Once the pictures are removed, reproduce what is left of the data below exactly.
--- Material to process Enclosed Below ---
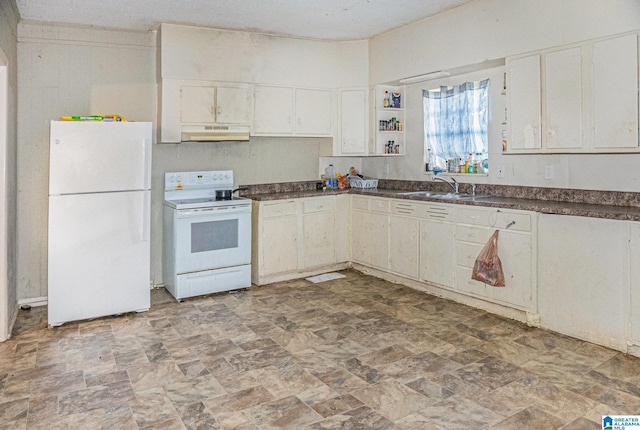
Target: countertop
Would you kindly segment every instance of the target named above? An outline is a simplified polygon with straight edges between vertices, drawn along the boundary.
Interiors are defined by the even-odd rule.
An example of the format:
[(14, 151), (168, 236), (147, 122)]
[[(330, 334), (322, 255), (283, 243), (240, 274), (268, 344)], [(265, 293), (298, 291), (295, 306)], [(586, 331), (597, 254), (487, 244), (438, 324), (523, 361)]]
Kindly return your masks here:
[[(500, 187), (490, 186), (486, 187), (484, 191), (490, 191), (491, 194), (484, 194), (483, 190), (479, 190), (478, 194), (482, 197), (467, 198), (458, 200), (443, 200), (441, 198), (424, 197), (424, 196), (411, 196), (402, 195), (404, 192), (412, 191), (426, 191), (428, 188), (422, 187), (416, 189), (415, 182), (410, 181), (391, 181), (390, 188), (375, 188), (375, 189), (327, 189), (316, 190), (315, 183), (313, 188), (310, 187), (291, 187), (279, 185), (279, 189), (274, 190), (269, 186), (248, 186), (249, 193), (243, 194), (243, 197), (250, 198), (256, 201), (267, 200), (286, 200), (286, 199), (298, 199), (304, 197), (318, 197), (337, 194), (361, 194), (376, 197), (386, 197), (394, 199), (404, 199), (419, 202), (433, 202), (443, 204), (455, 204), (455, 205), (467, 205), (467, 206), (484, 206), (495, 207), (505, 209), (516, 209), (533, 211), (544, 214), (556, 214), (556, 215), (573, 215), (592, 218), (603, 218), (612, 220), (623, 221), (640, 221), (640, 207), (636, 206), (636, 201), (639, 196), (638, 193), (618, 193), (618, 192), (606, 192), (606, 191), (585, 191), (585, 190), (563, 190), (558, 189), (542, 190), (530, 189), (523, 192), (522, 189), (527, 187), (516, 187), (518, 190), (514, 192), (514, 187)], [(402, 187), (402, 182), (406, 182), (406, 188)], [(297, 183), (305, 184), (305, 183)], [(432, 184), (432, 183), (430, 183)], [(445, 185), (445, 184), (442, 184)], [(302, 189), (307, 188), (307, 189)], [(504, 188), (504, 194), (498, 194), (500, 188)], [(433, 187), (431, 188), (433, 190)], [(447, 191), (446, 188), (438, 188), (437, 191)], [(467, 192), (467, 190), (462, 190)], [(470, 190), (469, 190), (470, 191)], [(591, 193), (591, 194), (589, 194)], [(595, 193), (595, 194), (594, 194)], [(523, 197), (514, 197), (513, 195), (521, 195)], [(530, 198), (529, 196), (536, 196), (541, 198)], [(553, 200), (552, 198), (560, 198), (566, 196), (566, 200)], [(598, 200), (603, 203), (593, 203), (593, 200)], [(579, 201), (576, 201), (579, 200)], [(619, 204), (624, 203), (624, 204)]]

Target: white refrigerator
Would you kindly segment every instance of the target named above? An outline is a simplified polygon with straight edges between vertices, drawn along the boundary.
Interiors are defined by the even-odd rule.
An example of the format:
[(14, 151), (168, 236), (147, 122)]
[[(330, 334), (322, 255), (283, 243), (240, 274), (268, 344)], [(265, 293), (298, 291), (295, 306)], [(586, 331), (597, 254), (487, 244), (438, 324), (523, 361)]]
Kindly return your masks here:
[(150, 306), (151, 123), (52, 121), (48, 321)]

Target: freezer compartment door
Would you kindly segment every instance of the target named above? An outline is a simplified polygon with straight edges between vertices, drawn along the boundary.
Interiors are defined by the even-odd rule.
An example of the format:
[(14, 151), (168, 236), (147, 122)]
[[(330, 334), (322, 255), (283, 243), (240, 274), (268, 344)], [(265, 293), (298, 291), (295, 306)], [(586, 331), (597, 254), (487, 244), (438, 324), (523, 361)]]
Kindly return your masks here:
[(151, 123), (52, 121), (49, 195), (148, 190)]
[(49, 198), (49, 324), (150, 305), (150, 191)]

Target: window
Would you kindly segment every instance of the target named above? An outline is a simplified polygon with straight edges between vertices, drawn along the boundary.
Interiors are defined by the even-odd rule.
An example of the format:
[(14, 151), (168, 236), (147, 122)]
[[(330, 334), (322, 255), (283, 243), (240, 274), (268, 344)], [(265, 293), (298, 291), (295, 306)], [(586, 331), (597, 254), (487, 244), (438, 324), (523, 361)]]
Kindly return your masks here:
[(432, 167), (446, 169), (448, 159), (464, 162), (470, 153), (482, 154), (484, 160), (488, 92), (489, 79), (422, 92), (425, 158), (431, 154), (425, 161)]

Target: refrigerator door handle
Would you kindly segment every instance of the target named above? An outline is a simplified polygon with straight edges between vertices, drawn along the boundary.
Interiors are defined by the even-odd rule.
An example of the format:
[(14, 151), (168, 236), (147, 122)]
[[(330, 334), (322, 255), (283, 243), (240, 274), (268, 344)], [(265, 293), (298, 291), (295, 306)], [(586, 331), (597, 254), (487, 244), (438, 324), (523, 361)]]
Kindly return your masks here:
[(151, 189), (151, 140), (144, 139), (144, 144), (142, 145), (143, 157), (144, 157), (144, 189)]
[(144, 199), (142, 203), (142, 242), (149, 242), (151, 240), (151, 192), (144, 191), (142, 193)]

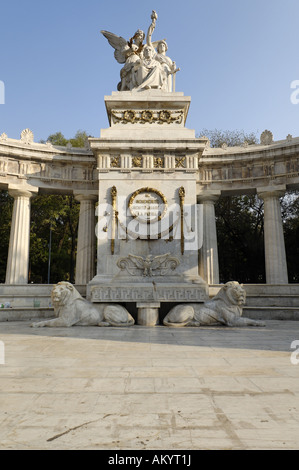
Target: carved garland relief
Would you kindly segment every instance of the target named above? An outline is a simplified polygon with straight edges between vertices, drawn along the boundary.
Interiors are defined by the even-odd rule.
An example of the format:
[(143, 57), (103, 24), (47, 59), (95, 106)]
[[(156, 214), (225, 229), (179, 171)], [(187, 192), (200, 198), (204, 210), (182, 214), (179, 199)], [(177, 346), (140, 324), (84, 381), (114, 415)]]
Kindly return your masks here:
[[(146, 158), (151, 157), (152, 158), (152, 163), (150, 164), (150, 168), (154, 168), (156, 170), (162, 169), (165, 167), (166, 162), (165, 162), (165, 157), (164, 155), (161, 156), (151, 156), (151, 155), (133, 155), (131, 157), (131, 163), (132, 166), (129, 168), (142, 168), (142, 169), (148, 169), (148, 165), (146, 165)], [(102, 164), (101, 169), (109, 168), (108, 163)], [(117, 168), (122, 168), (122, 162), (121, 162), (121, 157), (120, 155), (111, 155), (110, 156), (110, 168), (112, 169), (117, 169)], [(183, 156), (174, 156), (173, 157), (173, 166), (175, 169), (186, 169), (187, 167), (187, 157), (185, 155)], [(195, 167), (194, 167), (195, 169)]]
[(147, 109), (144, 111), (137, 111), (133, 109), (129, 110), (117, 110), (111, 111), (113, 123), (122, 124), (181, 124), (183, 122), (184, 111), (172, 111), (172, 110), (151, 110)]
--- End of Enclosed Material to process ---
### Response box
Target: countertop
Would you kindly segment every instance of the target named above? An outline is a simplified polygon with straight edges between vertices, drawn along the boundary.
Interiors are defined by the even-odd rule.
An example of the format:
[(14, 151), (168, 236), (147, 122)]
[[(330, 334), (322, 255), (283, 243), (240, 274), (268, 344)], [(265, 293), (298, 291), (295, 306)], [(586, 331), (597, 254), (487, 244), (438, 324), (523, 361)]]
Kindly return your masks here:
[[(500, 187), (490, 186), (486, 187), (484, 191), (490, 191), (491, 194), (484, 194), (483, 190), (479, 190), (478, 194), (482, 197), (467, 198), (458, 200), (443, 200), (441, 198), (424, 197), (424, 196), (411, 196), (402, 195), (404, 192), (412, 191), (426, 191), (428, 188), (422, 187), (416, 189), (415, 182), (410, 181), (391, 181), (390, 188), (375, 188), (375, 189), (327, 189), (316, 190), (315, 183), (313, 188), (310, 187), (291, 187), (279, 185), (279, 189), (274, 190), (269, 186), (248, 186), (249, 193), (243, 194), (243, 197), (250, 198), (256, 201), (267, 200), (286, 200), (286, 199), (298, 199), (304, 197), (318, 197), (337, 194), (361, 194), (376, 197), (386, 197), (394, 199), (404, 199), (419, 202), (433, 202), (443, 204), (455, 204), (455, 205), (467, 205), (467, 206), (484, 206), (495, 207), (505, 209), (516, 209), (533, 211), (544, 214), (556, 214), (556, 215), (573, 215), (592, 218), (603, 218), (612, 220), (623, 221), (640, 221), (640, 207), (636, 206), (636, 201), (639, 196), (638, 193), (618, 193), (618, 192), (606, 192), (606, 191), (585, 191), (585, 190), (563, 190), (558, 189), (542, 190), (530, 189), (523, 192), (522, 189), (527, 187), (516, 187), (518, 190), (514, 192), (514, 187)], [(402, 187), (402, 182), (406, 182), (406, 188)], [(297, 183), (305, 184), (305, 183)], [(432, 184), (432, 183), (430, 183)], [(445, 185), (445, 184), (442, 184)], [(302, 189), (307, 188), (307, 189)], [(504, 188), (504, 194), (498, 194), (500, 188)], [(433, 187), (431, 188), (433, 190)], [(447, 191), (446, 188), (438, 188), (437, 191)], [(467, 192), (467, 190), (462, 190)], [(470, 190), (469, 190), (470, 191)], [(591, 193), (591, 194), (589, 194)], [(595, 193), (595, 194), (594, 194)], [(523, 197), (514, 197), (513, 195), (521, 195)], [(530, 198), (529, 196), (536, 196), (541, 198)], [(553, 200), (552, 198), (560, 198), (566, 196), (566, 200)], [(598, 200), (603, 203), (593, 203), (593, 200)], [(579, 201), (576, 201), (579, 200)], [(619, 204), (624, 203), (624, 204)]]

Target: white refrigerator
Would you kindly segment every instance of the target named above? An outline is a simplified polygon with straight edges between vertices, drawn along the boundary.
Interiors are defined by the even-odd rule.
An example of the format:
[(14, 151), (168, 236), (147, 122)]
[[(330, 334), (322, 255), (283, 243), (240, 274), (268, 344)], [(265, 293), (298, 291), (295, 306)], [(586, 331), (597, 254), (487, 244), (438, 324), (523, 361)]]
Kindly return your masks here:
[(150, 306), (151, 123), (52, 121), (48, 321)]

Target: freezer compartment door
Would you kindly segment every instance of the target named above? An outline is a simplified polygon with straight edges between vertices, drawn along the boundary.
Interiors are defined by the even-odd rule.
An example of the format:
[(14, 151), (168, 236), (147, 122)]
[[(330, 334), (322, 255), (283, 243), (240, 274), (268, 344)], [(265, 293), (298, 291), (295, 306)], [(586, 331), (597, 254), (487, 244), (438, 324), (523, 361)]]
Kindly return your masks here:
[(151, 123), (52, 121), (49, 195), (148, 190)]
[(49, 198), (49, 324), (150, 305), (150, 191)]

Target: window
Would you kindly segment every instance of the target named above? An outline is a simplified polygon with straight edges between vertices, drawn along the boundary.
Interiors are defined by the even-odd rule.
An example of the format:
[(14, 151), (168, 236), (147, 122)]
[[(330, 334), (322, 255), (283, 243), (240, 274), (268, 344)], [(265, 293), (298, 291), (295, 306)], [(586, 331), (597, 254), (487, 244), (438, 324), (523, 361)]]
Kindly return your masks here:
[(432, 167), (446, 169), (448, 159), (464, 162), (470, 153), (482, 154), (484, 160), (488, 92), (489, 79), (422, 92), (425, 158), (431, 154), (425, 161)]

Target: refrigerator door handle
Would you kindly segment every instance of the target named above? An outline is a simplified polygon with straight edges between vertices, drawn along the boundary.
Interiors are defined by the even-odd rule.
An example of the format:
[(14, 151), (168, 236), (147, 122)]
[[(330, 334), (322, 255), (283, 243), (240, 274), (268, 344)], [(265, 293), (298, 291), (295, 306)], [(586, 331), (597, 254), (487, 244), (438, 324), (523, 361)]]
Kindly return your masks here:
[(151, 189), (151, 140), (144, 139), (144, 144), (142, 145), (143, 157), (144, 157), (144, 189)]
[(144, 199), (142, 203), (142, 242), (149, 242), (151, 240), (151, 192), (144, 191), (142, 193)]

Target: carved garland relief
Would you kindly segment every instance of the target named above? An outline is a simplified polygon with straight edges between vertices, drawn along the boundary.
Interiors are defined by the even-odd rule.
An example of the format:
[(143, 57), (103, 24), (47, 59), (95, 106)]
[[(156, 214), (225, 229), (179, 171)], [(187, 192), (200, 198), (204, 210), (182, 214), (179, 199)], [(177, 346), (140, 324), (84, 381), (114, 415)]]
Kindly return your masks here:
[[(146, 158), (151, 157), (152, 158), (152, 163), (150, 164), (150, 168), (154, 168), (156, 170), (162, 169), (165, 167), (166, 162), (165, 162), (165, 157), (164, 155), (161, 156), (151, 156), (151, 155), (133, 155), (131, 157), (131, 163), (132, 166), (129, 168), (142, 168), (142, 169), (148, 169), (148, 165), (146, 165)], [(102, 164), (101, 169), (109, 168), (108, 163)], [(117, 168), (122, 168), (122, 162), (121, 162), (121, 157), (120, 155), (111, 155), (110, 156), (110, 168), (112, 169), (117, 169)], [(183, 156), (174, 156), (173, 157), (173, 166), (175, 169), (186, 169), (187, 167), (187, 157), (185, 155)], [(195, 167), (194, 167), (195, 169)]]
[(147, 109), (144, 111), (137, 111), (133, 109), (129, 110), (117, 110), (111, 111), (113, 123), (122, 124), (181, 124), (183, 122), (184, 111), (172, 111), (172, 110), (151, 110)]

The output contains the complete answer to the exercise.